DÉFIS:
**a.** D’après l’extrait présenté sur Francisque Ferret, pendant combien d’années a-t-il présidé les écoles privées de Montbrison ?
**b.** Prolongez l’hommage à Francisque Ferret en reprenant juste après la dernière phrase de l’extrait présenté.

EXTRAIT PRÉSENTÉ:
---+---

L’unité et la vérité d’une vie, BD, Tome LXVII, Montbrison, 2008.

 

Dans sa carrière d’inspecteur des Domaines, Francisque Ferret avait fait preuve de sa compétence et de sa rigueur ; son action fut marquée par le sens de l’intérêt de l’Etat et par l’horreur des gaspillages et des paperasses inutiles. Il aimait son travail et fut au cœur de quelques-unes des grandes transformations de Montbrison comme le remodelage du quartier des Parrocels et l’aménagement du nouveau quartier de Beauregard. Il était apprécié des maires – j’ai eu le témoignage de notre confrère Emile Meunier, ancien, maire de Bard – , facilitait et encourageait les achats faits par les communes pour investir dans le sens de l’intérêt général. Il termina son parcours en jouant auprès de ses collègues, écrit-il, le rôle d’un « vieux sage », rôle qui lui convenait.

Construire une famille, c’est une œuvre. Charles Péguy écrit au début du XXe siècle que les pères de famille sont « les aventuriers du monde moderne ». Avec Jeanne, Francisque a construit une famille, ce qui est aussi une façon de se survivre : 4 enfants, deux filles, Chantal et Dominique, deux fils, Xavier et Jean-Marc ; 14 petits-enfants, une première arrière-petite-fille, Joséphine, qui est née la veille de son enterrement et qu’il ne connaîtra malheureusement pas.
Francisque Ferret, engagé dans les mouvements d’Action catholique, fut président des écoles privées de Montbrison pendant vingt-cinq ans, avec les soucis qui accompagnaient une telle charge, transformant ces écoles en un vaste ensemble. Cet engagement, je l’atteste, était exempt de tout sectarisme, et certains de ses enfants ou petits-enfants allèrent aussi au lycée de Montbrison.

---+---

ENTRÉES DE DONNÉES:
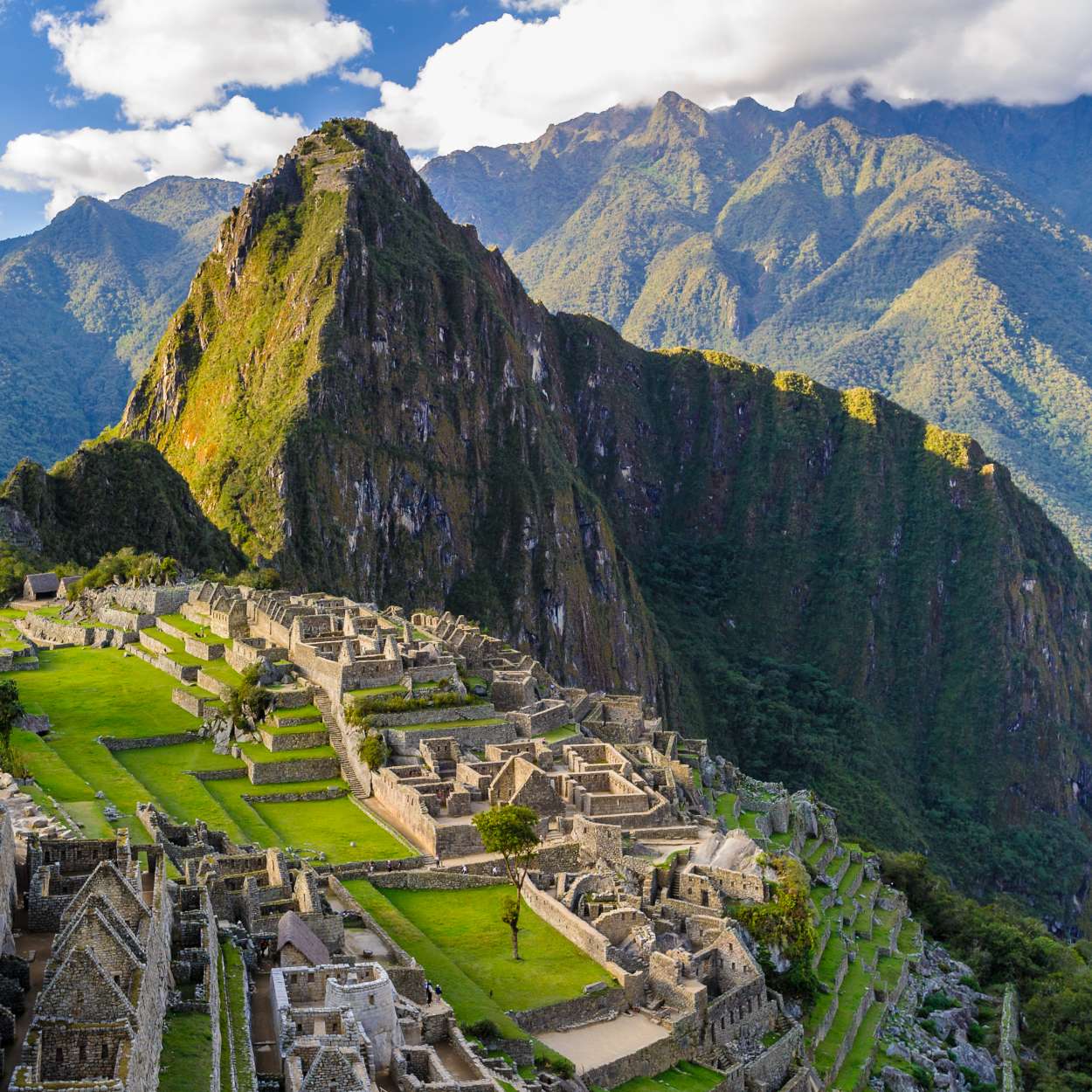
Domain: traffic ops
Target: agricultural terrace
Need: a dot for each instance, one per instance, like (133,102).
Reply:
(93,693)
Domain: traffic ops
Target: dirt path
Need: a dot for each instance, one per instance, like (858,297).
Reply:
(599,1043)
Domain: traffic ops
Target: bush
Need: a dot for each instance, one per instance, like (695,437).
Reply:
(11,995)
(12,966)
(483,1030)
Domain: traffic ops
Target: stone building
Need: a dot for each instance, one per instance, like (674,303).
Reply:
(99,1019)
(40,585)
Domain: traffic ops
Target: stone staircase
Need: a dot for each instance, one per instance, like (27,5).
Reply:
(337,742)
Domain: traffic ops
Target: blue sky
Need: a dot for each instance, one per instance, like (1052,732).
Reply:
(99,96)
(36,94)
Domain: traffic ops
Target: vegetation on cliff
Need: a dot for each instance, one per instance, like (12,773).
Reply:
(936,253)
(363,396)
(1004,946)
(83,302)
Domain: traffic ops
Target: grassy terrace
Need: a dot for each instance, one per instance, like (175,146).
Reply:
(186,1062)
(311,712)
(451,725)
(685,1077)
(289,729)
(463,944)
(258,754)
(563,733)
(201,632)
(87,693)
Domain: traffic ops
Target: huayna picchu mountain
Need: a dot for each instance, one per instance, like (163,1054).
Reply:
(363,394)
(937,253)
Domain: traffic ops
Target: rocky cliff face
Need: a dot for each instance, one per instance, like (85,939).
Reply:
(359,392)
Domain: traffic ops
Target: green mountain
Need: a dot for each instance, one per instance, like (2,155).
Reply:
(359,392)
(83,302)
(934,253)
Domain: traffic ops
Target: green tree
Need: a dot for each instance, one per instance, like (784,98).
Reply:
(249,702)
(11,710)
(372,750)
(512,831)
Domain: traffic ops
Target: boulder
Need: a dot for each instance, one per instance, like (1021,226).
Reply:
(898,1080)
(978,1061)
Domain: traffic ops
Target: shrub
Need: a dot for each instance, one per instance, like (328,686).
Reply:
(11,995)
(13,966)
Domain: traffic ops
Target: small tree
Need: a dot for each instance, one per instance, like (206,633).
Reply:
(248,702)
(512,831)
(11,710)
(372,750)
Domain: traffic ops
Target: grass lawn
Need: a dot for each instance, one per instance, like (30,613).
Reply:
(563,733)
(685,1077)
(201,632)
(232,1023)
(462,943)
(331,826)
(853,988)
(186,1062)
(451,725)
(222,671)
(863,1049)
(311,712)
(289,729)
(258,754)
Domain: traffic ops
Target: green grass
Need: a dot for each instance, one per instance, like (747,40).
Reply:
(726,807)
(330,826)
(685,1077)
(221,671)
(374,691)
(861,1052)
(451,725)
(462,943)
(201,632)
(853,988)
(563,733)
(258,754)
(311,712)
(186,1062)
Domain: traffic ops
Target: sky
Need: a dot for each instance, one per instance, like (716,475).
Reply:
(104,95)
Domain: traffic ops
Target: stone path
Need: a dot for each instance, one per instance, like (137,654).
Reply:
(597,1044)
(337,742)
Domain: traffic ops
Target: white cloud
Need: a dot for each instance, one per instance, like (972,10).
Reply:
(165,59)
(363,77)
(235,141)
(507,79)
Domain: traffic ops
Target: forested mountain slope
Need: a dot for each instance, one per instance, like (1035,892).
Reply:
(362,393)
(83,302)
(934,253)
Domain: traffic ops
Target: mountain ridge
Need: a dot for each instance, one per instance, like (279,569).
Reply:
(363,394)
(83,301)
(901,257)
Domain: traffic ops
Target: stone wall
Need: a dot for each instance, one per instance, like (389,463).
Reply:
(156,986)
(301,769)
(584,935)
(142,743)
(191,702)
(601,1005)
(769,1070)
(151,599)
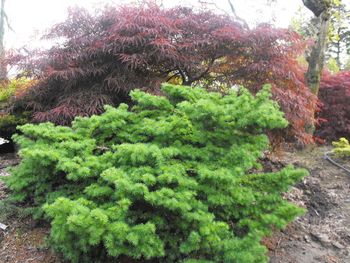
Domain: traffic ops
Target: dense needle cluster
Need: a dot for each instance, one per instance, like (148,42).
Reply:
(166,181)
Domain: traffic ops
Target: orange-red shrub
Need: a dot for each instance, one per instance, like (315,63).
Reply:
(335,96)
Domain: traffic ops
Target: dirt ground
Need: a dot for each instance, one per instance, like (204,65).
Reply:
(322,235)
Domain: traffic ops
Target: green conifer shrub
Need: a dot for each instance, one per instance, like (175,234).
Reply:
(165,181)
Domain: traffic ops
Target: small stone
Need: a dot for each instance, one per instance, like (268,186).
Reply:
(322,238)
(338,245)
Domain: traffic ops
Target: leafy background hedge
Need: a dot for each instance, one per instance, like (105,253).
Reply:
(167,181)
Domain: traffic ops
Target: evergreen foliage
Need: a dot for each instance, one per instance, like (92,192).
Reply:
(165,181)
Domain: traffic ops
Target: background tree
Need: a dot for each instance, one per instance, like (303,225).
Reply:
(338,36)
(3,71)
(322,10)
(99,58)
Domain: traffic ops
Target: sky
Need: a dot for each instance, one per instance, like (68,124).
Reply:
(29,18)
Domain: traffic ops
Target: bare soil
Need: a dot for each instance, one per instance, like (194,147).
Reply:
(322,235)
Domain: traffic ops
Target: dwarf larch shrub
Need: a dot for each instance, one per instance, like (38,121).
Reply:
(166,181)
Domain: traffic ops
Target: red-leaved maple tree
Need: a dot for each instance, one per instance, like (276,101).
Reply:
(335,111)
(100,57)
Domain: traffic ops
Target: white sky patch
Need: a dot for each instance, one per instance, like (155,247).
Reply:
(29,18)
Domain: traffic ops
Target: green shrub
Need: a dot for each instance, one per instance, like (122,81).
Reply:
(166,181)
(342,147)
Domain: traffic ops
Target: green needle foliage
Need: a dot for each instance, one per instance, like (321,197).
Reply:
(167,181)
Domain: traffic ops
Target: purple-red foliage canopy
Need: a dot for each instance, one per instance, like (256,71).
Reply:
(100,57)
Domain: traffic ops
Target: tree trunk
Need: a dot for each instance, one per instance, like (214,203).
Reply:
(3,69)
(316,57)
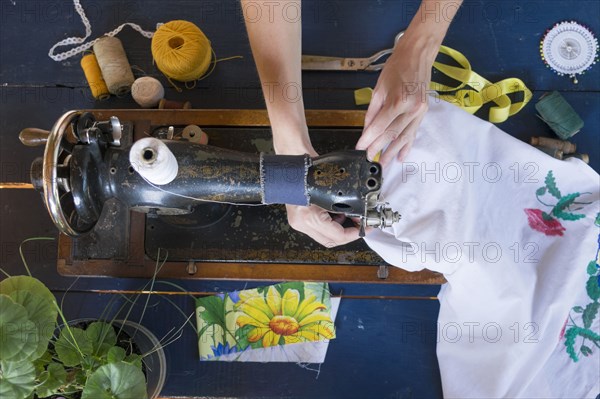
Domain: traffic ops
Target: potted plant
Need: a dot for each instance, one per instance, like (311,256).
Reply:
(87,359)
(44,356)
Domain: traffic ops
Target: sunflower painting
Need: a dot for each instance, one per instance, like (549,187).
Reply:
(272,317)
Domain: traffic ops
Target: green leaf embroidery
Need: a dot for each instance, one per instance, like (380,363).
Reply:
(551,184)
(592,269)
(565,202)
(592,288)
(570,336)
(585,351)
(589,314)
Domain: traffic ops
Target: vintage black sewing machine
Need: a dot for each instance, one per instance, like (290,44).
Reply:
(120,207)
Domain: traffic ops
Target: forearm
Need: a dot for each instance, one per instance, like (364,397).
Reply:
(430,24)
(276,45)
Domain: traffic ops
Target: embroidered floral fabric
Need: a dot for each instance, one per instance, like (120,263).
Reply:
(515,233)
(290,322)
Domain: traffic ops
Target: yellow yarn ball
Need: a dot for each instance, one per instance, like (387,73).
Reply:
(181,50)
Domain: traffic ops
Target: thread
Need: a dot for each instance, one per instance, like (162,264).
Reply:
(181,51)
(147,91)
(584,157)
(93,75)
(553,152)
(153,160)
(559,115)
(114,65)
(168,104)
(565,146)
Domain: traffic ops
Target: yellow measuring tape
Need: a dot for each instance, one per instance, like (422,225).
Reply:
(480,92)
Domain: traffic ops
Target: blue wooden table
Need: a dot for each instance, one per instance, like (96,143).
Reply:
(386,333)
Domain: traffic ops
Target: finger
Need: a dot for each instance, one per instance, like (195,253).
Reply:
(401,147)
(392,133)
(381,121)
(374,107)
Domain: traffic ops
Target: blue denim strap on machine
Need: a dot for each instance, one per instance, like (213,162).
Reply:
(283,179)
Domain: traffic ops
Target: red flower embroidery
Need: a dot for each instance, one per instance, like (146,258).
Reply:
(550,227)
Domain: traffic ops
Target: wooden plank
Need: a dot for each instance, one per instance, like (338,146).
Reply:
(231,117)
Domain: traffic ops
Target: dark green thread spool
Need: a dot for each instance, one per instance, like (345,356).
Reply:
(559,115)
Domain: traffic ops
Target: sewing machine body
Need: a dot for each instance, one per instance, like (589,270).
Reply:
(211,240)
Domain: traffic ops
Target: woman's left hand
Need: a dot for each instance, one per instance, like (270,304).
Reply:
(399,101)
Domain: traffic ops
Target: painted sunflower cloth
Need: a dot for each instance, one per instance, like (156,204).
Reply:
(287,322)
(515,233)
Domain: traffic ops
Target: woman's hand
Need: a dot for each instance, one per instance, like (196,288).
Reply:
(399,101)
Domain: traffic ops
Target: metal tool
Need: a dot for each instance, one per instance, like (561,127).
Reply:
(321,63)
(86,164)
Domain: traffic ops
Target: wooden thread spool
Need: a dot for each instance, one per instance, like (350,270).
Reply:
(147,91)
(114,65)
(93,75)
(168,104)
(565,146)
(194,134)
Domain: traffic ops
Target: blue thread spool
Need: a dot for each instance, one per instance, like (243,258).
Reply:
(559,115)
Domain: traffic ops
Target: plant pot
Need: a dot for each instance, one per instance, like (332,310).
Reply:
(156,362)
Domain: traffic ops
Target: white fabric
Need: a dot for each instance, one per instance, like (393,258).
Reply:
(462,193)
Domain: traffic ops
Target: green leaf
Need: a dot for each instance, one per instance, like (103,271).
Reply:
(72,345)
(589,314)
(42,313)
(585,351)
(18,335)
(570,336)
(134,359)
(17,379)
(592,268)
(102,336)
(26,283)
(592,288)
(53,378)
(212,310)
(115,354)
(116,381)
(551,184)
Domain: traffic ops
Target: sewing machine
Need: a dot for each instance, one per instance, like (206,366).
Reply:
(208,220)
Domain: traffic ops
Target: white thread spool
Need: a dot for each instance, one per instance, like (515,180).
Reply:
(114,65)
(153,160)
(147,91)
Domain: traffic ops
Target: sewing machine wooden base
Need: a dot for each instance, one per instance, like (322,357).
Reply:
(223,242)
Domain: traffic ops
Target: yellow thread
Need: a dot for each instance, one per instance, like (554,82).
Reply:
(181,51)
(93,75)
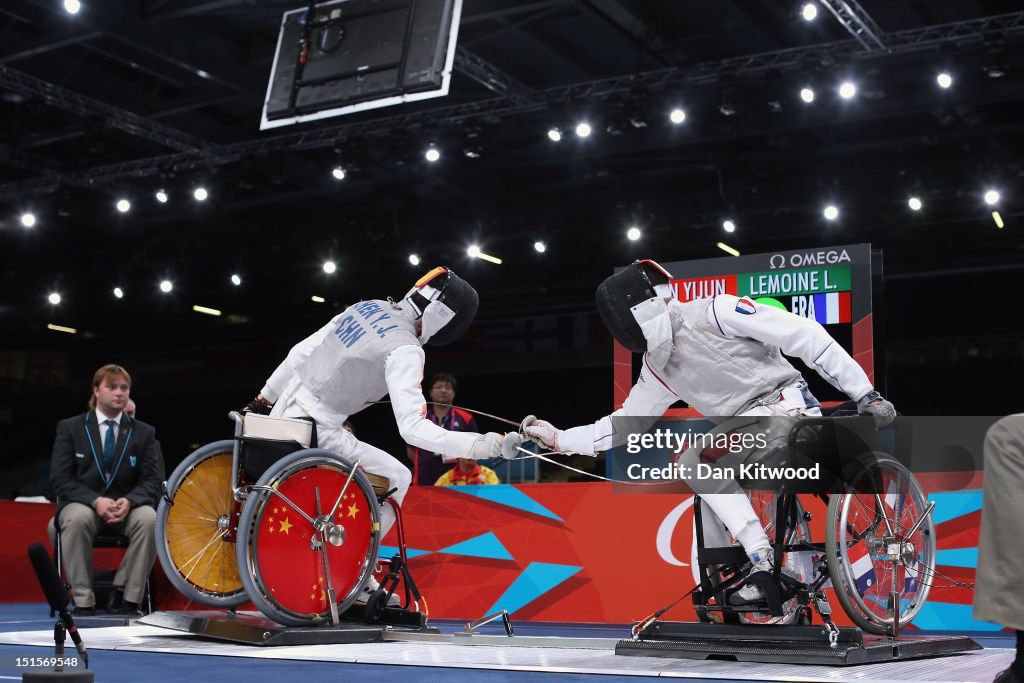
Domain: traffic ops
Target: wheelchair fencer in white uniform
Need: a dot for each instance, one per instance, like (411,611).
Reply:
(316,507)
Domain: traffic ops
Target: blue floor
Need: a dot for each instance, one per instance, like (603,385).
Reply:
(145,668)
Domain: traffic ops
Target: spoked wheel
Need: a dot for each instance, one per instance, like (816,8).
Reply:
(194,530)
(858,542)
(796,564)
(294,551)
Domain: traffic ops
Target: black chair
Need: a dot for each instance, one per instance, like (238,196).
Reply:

---+---

RÉSULTATS SUCCESSIFS:
**a.** Pendant vingt-cinq ans.

**b.**
La Diana était à Montbrison sa seconde maison : il avait suivi son évolution pendant 50 ans sous quatre présidents successifs, Henri de Rochetaillée, Olivier de Sugny, Maurice de Meaux et, depuis quelques semaines, Jean-François David de Sauzéa. Dans les conseils de la Diana, il donnait son avis avec franchise. Il avait tenu les comptes de la société avec rigueur pendant 40 ans : ce n’était pas rien que de tenir les cordons de la bourse à l’époque où il y avait beaucoup moins de subventions qu’aujourd’hui et où la Diana avait la charge complète de la Bâtie. Ce n’était pas rien de contrôler un budget qui a été, entre 1960 et 2000, multiplié, en francs constants, par 12.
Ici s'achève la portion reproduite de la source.